Work to complete
Answer these questions from the forum thread below:
1. What do some open source licenses force you to do with the software you create using them?
2. According to the thread, what would people learning a language in order to sell translations probably need?
3. What is OpenAI said to be selling?

Passage provided

----

Public data still have licenses. Eg, some open source licences force you to open source the software you created using them, something OpenAI doesn't do.
If you're using it as you found it, then yeah. But if I take derived data from it like word count and word frequency, it's not exactly the same thing and we call that statistics. Now if I draw associations of how often certain words appear together, and then compound that with millions of other sources to create a map of related words and concepts, I'm no longer using the data as you described because I'm doing something entirely different with it. What LLMs do is generates new information from its underlying sources.
In my example, they would still be using the source code to create new software that is not open source, not matter how many Markov chains are behind it.
I don't think that's really the same thing. Most people learning another language aren't doing it specifically so they can turn around and sell translations to millions of customers.
And if they were, they'd probably need to be accredited and licensed, using standardized sources that they pay for, directly or indirectly.
so they can turn around and sell translations to millions of customers
That sounds like a translator to me. And also, they're kind of doing it for free. What they're selling is access to their latest models, their API and their plugins store. They're not exactly selling the information that has been transformed.

----

(Point-per-instance localization data)
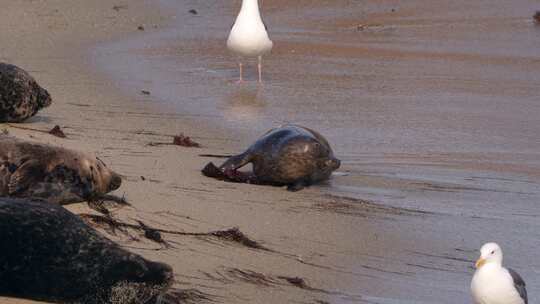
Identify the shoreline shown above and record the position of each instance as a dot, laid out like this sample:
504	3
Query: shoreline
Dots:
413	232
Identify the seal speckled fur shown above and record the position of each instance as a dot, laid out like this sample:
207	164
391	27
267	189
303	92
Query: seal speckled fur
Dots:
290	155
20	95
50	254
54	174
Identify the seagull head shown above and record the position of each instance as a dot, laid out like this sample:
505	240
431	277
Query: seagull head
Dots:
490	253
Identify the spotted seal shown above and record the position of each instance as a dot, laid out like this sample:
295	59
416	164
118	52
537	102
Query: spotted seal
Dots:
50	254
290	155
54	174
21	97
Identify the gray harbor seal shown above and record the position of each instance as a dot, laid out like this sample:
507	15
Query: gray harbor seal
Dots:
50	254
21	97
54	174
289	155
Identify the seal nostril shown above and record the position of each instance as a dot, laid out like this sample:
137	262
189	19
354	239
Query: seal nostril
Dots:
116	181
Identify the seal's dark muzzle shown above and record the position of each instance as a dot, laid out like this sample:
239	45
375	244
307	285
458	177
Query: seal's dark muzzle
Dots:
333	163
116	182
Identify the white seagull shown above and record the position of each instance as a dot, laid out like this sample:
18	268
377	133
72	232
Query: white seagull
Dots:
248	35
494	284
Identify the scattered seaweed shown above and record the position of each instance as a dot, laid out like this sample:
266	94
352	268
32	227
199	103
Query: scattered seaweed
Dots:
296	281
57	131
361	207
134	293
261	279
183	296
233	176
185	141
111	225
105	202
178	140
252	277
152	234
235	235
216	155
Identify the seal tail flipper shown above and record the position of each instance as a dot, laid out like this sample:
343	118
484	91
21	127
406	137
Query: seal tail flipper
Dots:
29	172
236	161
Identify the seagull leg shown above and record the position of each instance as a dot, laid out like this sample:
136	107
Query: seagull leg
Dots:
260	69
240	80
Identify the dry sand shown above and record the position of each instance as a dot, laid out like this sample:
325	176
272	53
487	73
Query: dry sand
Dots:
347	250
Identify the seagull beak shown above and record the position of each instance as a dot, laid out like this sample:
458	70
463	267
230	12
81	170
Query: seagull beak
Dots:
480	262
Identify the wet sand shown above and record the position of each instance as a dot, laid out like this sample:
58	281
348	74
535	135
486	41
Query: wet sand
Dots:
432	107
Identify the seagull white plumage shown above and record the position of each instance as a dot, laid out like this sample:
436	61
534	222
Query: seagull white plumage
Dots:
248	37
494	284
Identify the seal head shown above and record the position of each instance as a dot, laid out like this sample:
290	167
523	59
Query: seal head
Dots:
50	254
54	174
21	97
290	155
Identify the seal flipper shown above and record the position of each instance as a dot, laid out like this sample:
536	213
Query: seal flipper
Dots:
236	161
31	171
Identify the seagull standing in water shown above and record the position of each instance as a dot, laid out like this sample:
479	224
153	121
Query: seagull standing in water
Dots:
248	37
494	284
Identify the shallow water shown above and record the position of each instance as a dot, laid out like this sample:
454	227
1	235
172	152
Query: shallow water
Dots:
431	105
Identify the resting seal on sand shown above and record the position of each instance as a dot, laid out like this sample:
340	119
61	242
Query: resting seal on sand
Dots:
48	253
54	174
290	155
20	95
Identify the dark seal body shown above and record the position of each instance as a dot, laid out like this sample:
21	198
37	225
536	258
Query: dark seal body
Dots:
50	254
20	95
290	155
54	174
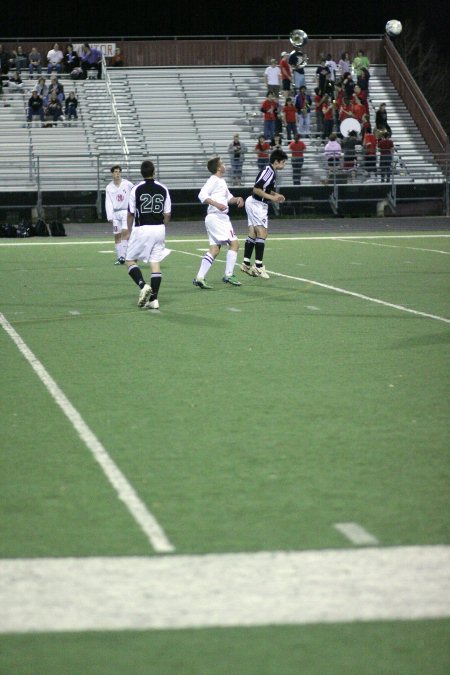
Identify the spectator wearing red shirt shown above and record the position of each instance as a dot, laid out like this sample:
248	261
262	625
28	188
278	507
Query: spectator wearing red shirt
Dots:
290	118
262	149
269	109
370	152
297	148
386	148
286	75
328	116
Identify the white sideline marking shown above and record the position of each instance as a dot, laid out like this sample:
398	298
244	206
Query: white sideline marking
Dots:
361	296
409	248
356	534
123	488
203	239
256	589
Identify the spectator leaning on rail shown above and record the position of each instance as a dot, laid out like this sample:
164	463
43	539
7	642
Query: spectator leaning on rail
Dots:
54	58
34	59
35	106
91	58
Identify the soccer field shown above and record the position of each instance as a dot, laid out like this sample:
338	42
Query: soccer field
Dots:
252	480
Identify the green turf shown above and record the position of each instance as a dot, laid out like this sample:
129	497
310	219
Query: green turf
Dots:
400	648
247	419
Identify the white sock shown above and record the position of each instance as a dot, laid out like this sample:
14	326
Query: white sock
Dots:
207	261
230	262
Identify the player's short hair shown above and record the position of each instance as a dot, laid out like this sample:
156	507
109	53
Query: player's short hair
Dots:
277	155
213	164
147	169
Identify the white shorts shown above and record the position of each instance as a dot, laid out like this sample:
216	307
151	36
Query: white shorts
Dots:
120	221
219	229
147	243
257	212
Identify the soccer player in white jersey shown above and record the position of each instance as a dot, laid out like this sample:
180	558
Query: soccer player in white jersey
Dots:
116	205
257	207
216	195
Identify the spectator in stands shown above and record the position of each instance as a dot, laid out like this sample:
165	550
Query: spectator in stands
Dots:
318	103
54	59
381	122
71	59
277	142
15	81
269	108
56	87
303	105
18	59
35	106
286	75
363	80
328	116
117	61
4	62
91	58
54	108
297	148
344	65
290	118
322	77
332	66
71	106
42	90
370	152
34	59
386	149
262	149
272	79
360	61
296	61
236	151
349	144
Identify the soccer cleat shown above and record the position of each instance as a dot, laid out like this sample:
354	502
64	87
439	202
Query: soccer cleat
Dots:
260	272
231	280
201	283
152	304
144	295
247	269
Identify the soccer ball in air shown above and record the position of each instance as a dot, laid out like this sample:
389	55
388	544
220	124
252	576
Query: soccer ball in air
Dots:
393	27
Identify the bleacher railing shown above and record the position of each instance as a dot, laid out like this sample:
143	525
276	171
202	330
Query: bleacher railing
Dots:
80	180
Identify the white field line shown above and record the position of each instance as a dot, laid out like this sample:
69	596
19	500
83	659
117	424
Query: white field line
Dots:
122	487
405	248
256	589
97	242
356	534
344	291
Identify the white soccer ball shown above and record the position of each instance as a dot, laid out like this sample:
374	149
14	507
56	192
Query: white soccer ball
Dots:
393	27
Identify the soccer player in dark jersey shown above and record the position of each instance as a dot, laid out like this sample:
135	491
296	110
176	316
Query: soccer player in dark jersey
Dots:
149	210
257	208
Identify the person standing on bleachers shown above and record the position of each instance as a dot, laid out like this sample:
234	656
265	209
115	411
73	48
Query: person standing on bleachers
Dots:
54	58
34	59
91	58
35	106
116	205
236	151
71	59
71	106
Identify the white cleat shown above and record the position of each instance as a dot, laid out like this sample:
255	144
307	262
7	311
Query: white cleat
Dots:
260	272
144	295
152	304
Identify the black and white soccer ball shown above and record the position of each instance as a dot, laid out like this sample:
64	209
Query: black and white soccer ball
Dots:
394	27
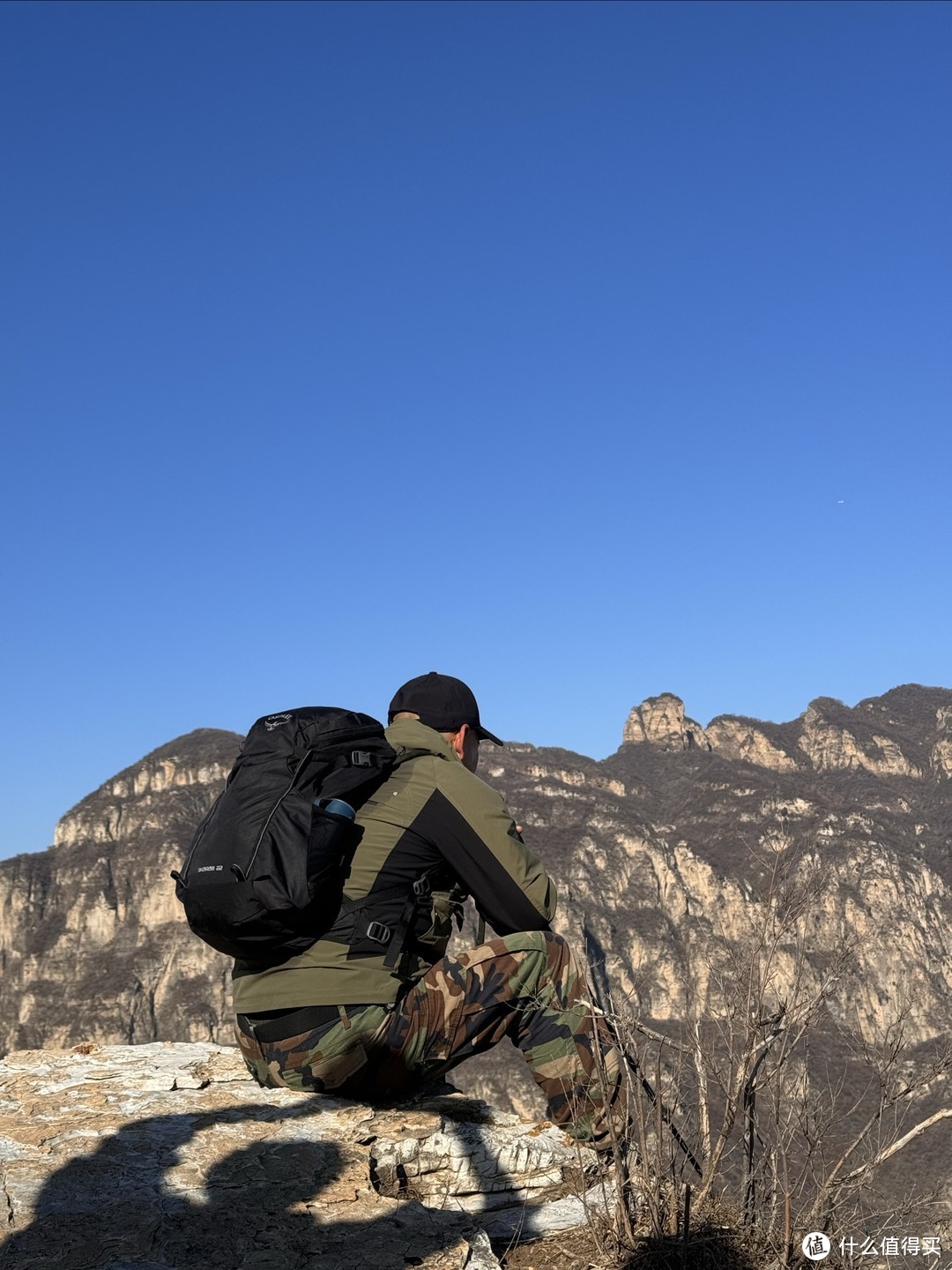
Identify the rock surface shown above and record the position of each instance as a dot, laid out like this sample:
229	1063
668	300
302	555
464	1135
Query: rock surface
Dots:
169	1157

----

Task result
1. Open source the software you created using them.
2. They would probably need to be accredited and licensed, using standardized sources that they pay for, directly or indirectly.
3. Access to their latest models, their API and their plugins store.